++++ Given entries ++++

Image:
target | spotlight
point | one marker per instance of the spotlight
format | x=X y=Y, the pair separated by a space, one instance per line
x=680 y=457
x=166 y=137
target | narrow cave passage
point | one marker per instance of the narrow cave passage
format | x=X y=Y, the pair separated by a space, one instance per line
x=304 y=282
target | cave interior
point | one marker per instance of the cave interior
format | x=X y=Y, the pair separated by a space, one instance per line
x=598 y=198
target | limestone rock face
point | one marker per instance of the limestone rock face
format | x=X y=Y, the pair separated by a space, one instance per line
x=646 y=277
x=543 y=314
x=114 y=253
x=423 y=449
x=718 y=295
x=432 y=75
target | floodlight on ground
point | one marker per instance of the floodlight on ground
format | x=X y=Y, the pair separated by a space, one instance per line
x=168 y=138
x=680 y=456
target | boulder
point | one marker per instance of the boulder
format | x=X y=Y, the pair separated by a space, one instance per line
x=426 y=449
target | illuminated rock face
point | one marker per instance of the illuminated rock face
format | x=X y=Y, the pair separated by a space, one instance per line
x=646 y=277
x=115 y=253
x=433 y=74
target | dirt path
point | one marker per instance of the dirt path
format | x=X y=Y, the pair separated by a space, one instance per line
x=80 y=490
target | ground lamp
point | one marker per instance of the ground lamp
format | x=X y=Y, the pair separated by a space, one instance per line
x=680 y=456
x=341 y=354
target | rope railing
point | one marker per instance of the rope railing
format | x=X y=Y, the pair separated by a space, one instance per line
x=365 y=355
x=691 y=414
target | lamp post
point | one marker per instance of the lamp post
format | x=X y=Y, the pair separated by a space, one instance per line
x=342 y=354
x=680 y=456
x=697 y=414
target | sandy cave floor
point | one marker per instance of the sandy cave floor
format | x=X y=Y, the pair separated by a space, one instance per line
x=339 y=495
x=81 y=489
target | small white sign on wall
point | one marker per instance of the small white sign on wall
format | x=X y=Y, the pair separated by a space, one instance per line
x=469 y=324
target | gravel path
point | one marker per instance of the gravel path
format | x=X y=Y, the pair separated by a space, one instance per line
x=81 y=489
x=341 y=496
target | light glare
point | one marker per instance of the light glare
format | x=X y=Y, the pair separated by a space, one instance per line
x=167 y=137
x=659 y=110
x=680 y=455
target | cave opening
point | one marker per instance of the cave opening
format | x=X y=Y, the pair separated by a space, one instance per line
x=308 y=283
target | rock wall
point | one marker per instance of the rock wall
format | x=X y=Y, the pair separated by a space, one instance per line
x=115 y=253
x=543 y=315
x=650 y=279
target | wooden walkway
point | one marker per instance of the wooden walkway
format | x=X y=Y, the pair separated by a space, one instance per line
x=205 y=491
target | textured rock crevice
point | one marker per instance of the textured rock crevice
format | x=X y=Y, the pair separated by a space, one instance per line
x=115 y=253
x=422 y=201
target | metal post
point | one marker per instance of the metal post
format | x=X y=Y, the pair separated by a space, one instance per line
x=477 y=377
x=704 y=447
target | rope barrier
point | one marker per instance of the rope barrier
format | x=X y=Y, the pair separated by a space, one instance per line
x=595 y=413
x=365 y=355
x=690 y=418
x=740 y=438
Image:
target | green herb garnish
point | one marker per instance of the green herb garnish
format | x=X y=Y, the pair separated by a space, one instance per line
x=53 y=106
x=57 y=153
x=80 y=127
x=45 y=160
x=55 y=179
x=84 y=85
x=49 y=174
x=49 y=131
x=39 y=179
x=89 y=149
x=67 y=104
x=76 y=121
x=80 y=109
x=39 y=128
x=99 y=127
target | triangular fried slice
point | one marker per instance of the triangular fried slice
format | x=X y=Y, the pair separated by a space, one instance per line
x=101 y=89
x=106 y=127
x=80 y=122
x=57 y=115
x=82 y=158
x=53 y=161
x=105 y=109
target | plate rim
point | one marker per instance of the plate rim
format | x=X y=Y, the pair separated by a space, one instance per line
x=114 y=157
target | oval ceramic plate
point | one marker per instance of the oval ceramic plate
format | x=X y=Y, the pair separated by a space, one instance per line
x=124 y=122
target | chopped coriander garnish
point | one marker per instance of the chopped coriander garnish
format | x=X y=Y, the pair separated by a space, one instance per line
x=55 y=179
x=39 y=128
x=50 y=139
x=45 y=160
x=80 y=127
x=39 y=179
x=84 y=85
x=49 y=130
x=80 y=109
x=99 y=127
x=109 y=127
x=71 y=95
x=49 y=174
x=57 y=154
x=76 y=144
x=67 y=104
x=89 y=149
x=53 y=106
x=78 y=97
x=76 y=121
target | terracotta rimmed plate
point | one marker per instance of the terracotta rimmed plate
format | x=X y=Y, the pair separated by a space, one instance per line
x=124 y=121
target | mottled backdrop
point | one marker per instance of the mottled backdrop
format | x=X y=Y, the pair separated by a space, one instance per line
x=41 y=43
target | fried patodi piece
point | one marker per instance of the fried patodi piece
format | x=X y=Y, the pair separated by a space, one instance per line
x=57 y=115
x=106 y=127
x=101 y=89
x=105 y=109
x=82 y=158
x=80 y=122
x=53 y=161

++++

» **Set task**:
Can you update all the records above so that "one instance per line" becomes "one point per line", with nothing else changed?

» **Correct output**:
Image:
target | spotlight
point | one marker per instance of the spotlight
format | x=X y=Y, the pair separated by a space, one point per line
x=680 y=457
x=166 y=137
target | narrow cave passage
point | one marker per instance of the narrow cave passage
format | x=X y=Y, the pair separated by a space, one point per line
x=304 y=282
target | cave interior
point | one marker per instance of the cave interior
format | x=X y=Y, the pair separated by a space, one point per line
x=598 y=198
target | limestone rock face
point | one marker per instance of the limestone rock face
format | x=X y=Y, the pair separated by a space, one point per line
x=646 y=277
x=543 y=314
x=114 y=253
x=423 y=449
x=718 y=295
x=432 y=75
target | floodlight on ground
point | one marker per instance of the floodlight on ground
format | x=X y=Y, the pair separated by a space, one point per line
x=168 y=138
x=680 y=456
target | boulder
point | one marker per instance of the boulder
format | x=X y=Y, the pair separated by a space, one point per line
x=426 y=449
target | illuminated rock face
point | one marker per instance of the illuminated rock face
format | x=X y=Y, the pair separated by a space, one point per line
x=646 y=277
x=115 y=253
x=433 y=74
target | dirt path
point | one marker per instance of the dirt path
format | x=X y=Y, the pair separated by a space, one point per line
x=80 y=490
target | ground lamp
point | one marker per instance of the ground lamp
format | x=X y=Y, the pair separated by a space, one point per line
x=680 y=456
x=341 y=354
target | rope railing
point | one marker per instance of the rope railing
format | x=X y=Y, the pair separated by a space, one point per line
x=365 y=355
x=691 y=414
target | lamp post
point | one marker per instance of the lamp post
format | x=X y=Y, the pair separated by a space, one point per line
x=342 y=354
x=680 y=456
x=697 y=414
target | sandy cave floor
point | one marker per instance of the sandy cave floor
format | x=X y=Y, the pair separated by a space, one point per line
x=339 y=495
x=81 y=489
target | small white sign on wall
point | one marker per instance of the small white sign on wall
format | x=X y=Y, the pair separated by a space, one point per line
x=469 y=324
target | gravel path
point | one marker per instance of the gravel path
format | x=X y=Y, the pair separated by a space, one point per line
x=81 y=489
x=341 y=496
target | light glare
point | one marker per instance of the light glare
format | x=X y=Y, the pair separated by a space, one point per line
x=167 y=137
x=659 y=110
x=680 y=455
target | cave opening
point | one marker per instance of the cave opening
format | x=X y=Y, the pair separated by a space, one point per line
x=308 y=283
target | rock wall
point | one marker per instance of the rock wall
format | x=X y=Y, the pair separated by a space, one point per line
x=115 y=253
x=543 y=315
x=650 y=279
target | wooden walkway
point | one marker per instance of the wooden walkway
format | x=X y=Y, the pair separated by a space, one point per line
x=205 y=491
target | textured rock crevice
point | one marker per instance of the textured rock crevice
format | x=X y=Y, the pair separated by a space, one point per line
x=115 y=253
x=422 y=201
target | metal post
point | one marker per instance of the metal post
format | x=X y=Y, the pair separated by a space, one point per line
x=477 y=377
x=704 y=447
target | rope barrier
point | one marker per instance of the rope barrier
format | x=X y=Y, the pair separated by a space, one point per line
x=595 y=413
x=365 y=355
x=690 y=418
x=740 y=438
Image:
target | green herb garnish
point | one marker per instance of the green herb garnish
format | x=X y=Y, the pair separated by a space, one point per line
x=53 y=106
x=57 y=153
x=80 y=127
x=45 y=160
x=55 y=179
x=84 y=85
x=49 y=174
x=49 y=131
x=39 y=179
x=89 y=149
x=67 y=104
x=76 y=121
x=80 y=109
x=39 y=128
x=99 y=127
target | triangular fried slice
point | one marker per instance of the triangular fried slice
format | x=X y=Y, the pair separated by a space, one point per line
x=101 y=89
x=106 y=127
x=80 y=122
x=57 y=115
x=82 y=158
x=53 y=161
x=105 y=109
target | plate rim
point | one marker per instance of the plate rim
format | x=X y=Y, the pair separated by a space, one point per line
x=114 y=157
target | oval ceramic plate
point | one marker per instance of the oval ceramic plate
format | x=X y=Y, the pair separated by a space, one point per line
x=124 y=122
target | chopped coriander garnish
point | one marker per instance of the chopped coriander garnish
format | x=X y=Y, the pair separated by a space, one point per line
x=55 y=179
x=39 y=128
x=50 y=139
x=45 y=160
x=80 y=127
x=39 y=179
x=84 y=85
x=49 y=130
x=80 y=109
x=99 y=127
x=109 y=127
x=71 y=95
x=49 y=174
x=57 y=154
x=76 y=144
x=67 y=104
x=89 y=149
x=53 y=106
x=78 y=97
x=76 y=121
target | terracotta rimmed plate
point | one marker per instance of the terracotta rimmed plate
format | x=X y=Y, the pair separated by a space, one point per line
x=124 y=121
target | mottled backdrop
point | one marker per instance of the mottled backdrop
format | x=X y=Y, the pair separated by a space, one point per line
x=41 y=43
target | fried patodi piece
point | one marker per instance of the fried patodi piece
format | x=X y=Y, the pair separated by a space, one point per line
x=57 y=115
x=106 y=127
x=101 y=89
x=105 y=109
x=82 y=158
x=80 y=122
x=53 y=161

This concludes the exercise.